> [TASK DIRECTIONS]:
Scan the data below for the string "brown". Show every line where it turns up.
Start of INFORMATION SHOWN
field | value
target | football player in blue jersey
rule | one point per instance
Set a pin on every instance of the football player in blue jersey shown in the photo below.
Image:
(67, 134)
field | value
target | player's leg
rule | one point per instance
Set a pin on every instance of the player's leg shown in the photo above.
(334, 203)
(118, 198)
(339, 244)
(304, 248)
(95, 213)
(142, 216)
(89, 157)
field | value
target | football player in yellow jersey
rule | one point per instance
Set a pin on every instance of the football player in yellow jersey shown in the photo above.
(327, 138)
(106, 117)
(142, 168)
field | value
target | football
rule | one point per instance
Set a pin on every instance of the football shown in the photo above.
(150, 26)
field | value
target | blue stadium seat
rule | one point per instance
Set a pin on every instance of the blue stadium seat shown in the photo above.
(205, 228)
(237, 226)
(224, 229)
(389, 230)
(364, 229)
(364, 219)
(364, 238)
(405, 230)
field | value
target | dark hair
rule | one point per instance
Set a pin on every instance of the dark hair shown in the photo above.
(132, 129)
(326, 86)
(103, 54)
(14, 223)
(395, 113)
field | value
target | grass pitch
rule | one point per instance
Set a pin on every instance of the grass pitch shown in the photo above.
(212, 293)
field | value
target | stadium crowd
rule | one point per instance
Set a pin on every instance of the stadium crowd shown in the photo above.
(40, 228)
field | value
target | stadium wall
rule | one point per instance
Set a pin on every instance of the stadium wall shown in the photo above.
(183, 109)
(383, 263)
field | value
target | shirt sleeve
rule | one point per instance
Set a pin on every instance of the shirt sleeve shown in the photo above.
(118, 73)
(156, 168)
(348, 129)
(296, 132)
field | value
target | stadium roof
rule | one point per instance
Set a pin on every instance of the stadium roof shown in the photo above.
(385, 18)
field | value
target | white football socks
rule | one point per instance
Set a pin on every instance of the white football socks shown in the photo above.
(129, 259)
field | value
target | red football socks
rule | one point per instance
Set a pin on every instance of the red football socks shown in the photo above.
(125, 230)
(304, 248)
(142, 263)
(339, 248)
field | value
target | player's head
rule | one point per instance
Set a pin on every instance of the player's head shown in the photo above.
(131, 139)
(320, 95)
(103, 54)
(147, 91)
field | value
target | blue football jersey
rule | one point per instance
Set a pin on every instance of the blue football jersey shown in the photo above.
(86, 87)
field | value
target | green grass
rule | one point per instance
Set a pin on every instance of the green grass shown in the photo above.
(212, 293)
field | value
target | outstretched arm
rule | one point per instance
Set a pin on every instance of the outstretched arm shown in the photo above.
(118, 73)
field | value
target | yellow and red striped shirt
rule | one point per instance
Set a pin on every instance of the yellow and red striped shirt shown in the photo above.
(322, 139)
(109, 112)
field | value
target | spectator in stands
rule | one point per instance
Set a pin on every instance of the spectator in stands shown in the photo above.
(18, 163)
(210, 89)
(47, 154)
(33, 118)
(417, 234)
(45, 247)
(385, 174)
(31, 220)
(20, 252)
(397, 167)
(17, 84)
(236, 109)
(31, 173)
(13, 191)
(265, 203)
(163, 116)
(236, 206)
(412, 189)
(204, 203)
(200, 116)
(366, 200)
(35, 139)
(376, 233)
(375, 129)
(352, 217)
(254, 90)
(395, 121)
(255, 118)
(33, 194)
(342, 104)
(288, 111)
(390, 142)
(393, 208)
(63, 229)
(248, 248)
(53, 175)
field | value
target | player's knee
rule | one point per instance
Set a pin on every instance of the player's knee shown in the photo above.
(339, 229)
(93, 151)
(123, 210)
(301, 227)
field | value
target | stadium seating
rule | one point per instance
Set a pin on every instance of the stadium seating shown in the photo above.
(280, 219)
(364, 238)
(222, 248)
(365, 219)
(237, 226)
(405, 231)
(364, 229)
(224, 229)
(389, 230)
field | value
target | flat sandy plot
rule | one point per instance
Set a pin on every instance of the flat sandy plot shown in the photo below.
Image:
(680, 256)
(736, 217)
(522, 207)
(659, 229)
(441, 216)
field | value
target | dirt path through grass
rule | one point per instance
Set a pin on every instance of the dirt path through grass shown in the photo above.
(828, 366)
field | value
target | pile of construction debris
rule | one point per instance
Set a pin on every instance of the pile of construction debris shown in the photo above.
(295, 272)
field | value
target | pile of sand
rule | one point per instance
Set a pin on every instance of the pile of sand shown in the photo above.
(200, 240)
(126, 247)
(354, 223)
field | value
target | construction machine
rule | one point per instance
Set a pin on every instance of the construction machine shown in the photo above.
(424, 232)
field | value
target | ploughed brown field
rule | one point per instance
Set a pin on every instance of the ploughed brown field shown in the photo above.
End of INFORMATION SHOWN
> [WRITTEN SOLUTION]:
target | ploughed brown field
Set a pin on every instance of the ploughed brown field shown in the photo above.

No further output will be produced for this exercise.